> [TASK DIRECTIONS] Put the lines of the material below into a numbered list, leaving out blank lines and the pictures.
[Begin EXTRACTED DATA]
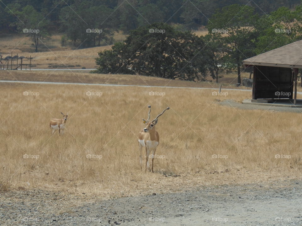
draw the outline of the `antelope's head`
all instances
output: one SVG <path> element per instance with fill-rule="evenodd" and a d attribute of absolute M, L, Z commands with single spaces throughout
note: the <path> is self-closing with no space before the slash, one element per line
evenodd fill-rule
<path fill-rule="evenodd" d="M 64 120 L 65 121 L 67 120 L 67 117 L 68 117 L 68 113 L 67 113 L 66 115 L 64 115 L 62 112 L 61 112 L 61 113 L 63 115 L 63 118 L 64 119 Z"/>
<path fill-rule="evenodd" d="M 153 119 L 153 120 L 152 120 L 151 121 L 149 121 L 149 120 L 150 119 L 150 112 L 151 112 L 151 106 L 149 105 L 148 106 L 148 107 L 149 108 L 149 113 L 148 113 L 148 119 L 146 120 L 145 119 L 143 119 L 143 123 L 146 124 L 145 128 L 144 128 L 144 132 L 152 132 L 153 131 L 155 131 L 155 125 L 157 124 L 157 122 L 158 121 L 158 117 L 164 114 L 164 112 L 165 112 L 165 111 L 170 109 L 170 108 L 169 107 L 167 108 L 163 111 L 163 112 L 161 113 L 157 116 L 154 119 Z"/>

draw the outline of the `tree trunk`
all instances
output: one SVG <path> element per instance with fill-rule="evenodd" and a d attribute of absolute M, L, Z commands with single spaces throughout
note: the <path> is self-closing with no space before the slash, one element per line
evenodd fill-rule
[End EXTRACTED DATA]
> [OUTPUT FOR THIS EXERCISE]
1. draw the outline of the `antelope's head`
2. all instances
3. output: one SVG <path> element per instance with fill-rule="evenodd" and a d attribute of absolute M, L, Z commands with single spaces throughout
4. note: the <path> is self-closing with no space before the slash, one element per line
5. evenodd fill-rule
6. <path fill-rule="evenodd" d="M 64 120 L 65 121 L 67 120 L 67 117 L 68 117 L 68 113 L 67 113 L 66 115 L 64 115 L 62 112 L 61 112 L 61 113 L 63 115 L 63 118 L 64 119 Z"/>
7. <path fill-rule="evenodd" d="M 153 119 L 153 120 L 152 120 L 151 121 L 149 121 L 149 120 L 150 119 L 150 112 L 151 112 L 151 106 L 149 105 L 148 106 L 148 107 L 149 108 L 149 113 L 148 113 L 148 119 L 146 120 L 145 119 L 143 119 L 143 123 L 146 124 L 145 128 L 144 128 L 144 132 L 152 132 L 153 131 L 155 131 L 155 125 L 157 124 L 157 122 L 158 121 L 158 117 L 164 114 L 164 112 L 165 112 L 165 111 L 170 109 L 170 108 L 169 107 L 167 108 L 163 111 L 163 112 L 161 113 L 157 116 L 154 119 Z"/>
8. draw the outline of the `tree trunk`
9. all instances
10. output: one SVG <path> element per instance with fill-rule="evenodd" and a d attribute of absolute M, L, Z commands with single spaces throughout
11. note: the <path> is self-closing with no space before the slash, one element per line
12. evenodd fill-rule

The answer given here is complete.